# Selected passage:
Segment Open
The Explosive Child: A New Approach for Understanding and Parenting Easily Frustrated, Chronically Inflexible Children

The Explosive Child is ostensibly a book for adults dealing with “kids who become frustrated far more easily and more often, and communicate their frustration in ways that are far more extreme than ‘ordinary’ kids,” yet any caretaker or educator can make great gains using the mindset and methodology of Ross W. Greene, Ph.D.

explosive child

His central tenet is “kids do well if they can.” Internalizing this philosophy is important, Greene explains, because an adult who believes a kid will do well whenever they want to will use “conventional reward and punishment strategies aimed at making him want to do well,” strategies that often backfire both pragmatically and emotionally. Parents who instead understand that “challenging episodes occur when the demands being placed on [a child] exceed his capacity to respond well,” are more likely to “solve problems collaboratively and proactively rather than unilaterally and emergently.” They’re also better at choosing their battles (in Greene’s words: removing “low-priority demands and expectations”).
Segment Closed
# Supplied data:
Segment Open
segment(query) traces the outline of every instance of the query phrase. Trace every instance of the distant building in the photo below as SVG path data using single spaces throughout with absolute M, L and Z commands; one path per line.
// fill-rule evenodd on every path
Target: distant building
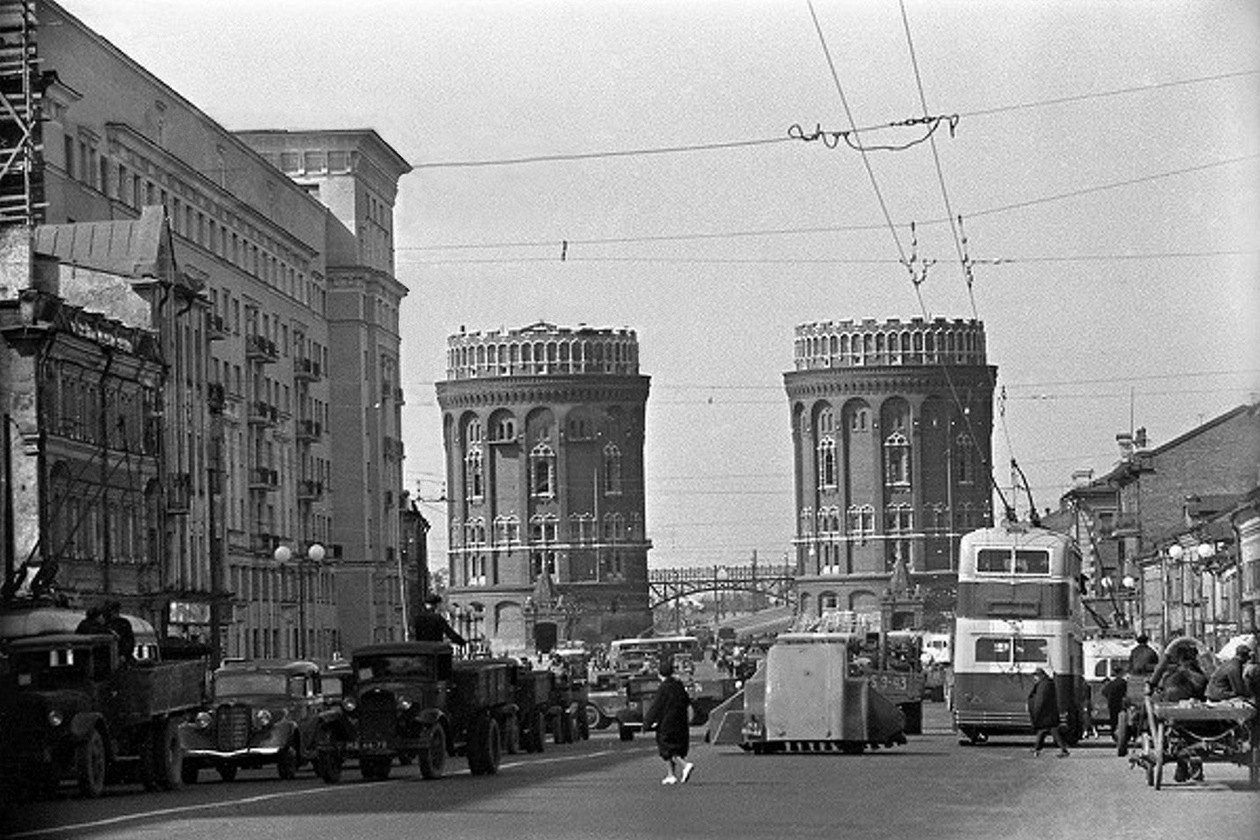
Segment Closed
# Parts of the exercise:
1 – In the passage about The Explosive Child, write out the part that opens with the words containing "The Explosive Child: A" and closes with "W. Greene, Ph.D.".
2 – Translate this sentence from the passage about The Explosive Child into Spanish: "His central tenet is “kids do well if they can.”"

# Responses to the exercise:
1 –
The Explosive Child: A New Approach for Understanding and Parenting Easily Frustrated, Chronically Inflexible Children

The Explosive Child is ostensibly a book for adults dealing with “kids who become frustrated far more easily and more often, and communicate their frustration in ways that are far more extreme than ‘ordinary’ kids,” yet any caretaker or educator can make great gains using the mindset and methodology of Ross W. Greene, Ph.D.

2 – Su principio central es «a los niños les va bien si pueden».